» Source material
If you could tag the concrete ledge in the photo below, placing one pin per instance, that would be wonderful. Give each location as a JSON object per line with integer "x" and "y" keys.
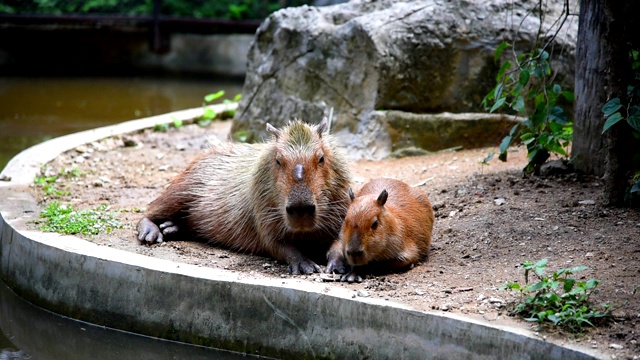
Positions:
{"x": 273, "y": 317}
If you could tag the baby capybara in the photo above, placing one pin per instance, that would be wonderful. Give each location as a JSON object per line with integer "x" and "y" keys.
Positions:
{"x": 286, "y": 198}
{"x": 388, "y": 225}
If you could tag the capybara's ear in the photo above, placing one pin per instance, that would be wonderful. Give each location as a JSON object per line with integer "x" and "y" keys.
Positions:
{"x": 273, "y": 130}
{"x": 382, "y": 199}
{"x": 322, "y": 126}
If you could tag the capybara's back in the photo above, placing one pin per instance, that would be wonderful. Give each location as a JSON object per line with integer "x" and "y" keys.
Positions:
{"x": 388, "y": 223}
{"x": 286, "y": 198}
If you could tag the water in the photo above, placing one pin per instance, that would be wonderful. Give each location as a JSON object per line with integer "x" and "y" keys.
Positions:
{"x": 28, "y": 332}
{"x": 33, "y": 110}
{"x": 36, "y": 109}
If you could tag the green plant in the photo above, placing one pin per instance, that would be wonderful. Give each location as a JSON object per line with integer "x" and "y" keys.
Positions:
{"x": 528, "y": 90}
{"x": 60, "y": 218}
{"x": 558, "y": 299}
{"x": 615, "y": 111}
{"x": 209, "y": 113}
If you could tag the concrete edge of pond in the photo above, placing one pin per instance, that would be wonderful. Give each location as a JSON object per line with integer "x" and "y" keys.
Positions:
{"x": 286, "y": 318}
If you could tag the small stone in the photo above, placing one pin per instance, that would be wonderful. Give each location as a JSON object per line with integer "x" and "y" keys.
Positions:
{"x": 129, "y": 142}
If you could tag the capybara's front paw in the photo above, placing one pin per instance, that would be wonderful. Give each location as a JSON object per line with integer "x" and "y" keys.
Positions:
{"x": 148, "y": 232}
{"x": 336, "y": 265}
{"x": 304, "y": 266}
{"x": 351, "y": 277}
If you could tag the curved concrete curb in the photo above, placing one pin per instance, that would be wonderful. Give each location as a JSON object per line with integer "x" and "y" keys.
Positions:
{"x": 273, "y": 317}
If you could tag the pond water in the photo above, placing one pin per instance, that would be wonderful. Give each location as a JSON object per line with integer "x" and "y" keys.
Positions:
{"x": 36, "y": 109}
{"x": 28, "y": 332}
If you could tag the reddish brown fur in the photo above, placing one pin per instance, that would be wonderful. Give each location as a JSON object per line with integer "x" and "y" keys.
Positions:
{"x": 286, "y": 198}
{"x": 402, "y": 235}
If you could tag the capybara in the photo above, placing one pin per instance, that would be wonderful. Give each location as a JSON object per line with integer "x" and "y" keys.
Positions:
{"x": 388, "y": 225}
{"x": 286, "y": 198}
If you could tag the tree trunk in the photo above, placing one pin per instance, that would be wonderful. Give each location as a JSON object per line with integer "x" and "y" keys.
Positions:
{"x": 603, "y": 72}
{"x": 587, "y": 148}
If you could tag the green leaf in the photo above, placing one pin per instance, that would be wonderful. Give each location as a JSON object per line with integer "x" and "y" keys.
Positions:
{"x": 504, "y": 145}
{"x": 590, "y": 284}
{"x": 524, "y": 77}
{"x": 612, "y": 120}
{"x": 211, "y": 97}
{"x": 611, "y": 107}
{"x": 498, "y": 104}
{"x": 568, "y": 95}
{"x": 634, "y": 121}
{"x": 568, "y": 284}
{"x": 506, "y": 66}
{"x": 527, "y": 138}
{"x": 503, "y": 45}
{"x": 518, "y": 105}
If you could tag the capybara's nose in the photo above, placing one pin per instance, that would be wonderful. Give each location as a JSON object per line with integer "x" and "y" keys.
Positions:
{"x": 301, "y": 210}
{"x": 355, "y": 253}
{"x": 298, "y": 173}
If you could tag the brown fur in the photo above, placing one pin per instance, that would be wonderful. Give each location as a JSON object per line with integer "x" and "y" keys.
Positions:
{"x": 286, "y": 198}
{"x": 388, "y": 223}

» What to work on
Transcribe exactly, and only, the lines from the one bearing "If you could tag the capybara's nose" through the last line of the entries, counting both.

» Response below
If you could tag the capybara's nose in the photo above, placing one pin per instance, that would be wonderful. Give each location as a JSON object per line with integer "x" and "y" keys.
Positions:
{"x": 301, "y": 210}
{"x": 355, "y": 253}
{"x": 298, "y": 173}
If you could tag the brown fur in the photo above, placing one pin per instance, that would be wonderful. Give each location as a JSON object per line with integer "x" and "y" keys.
Positions:
{"x": 286, "y": 198}
{"x": 388, "y": 223}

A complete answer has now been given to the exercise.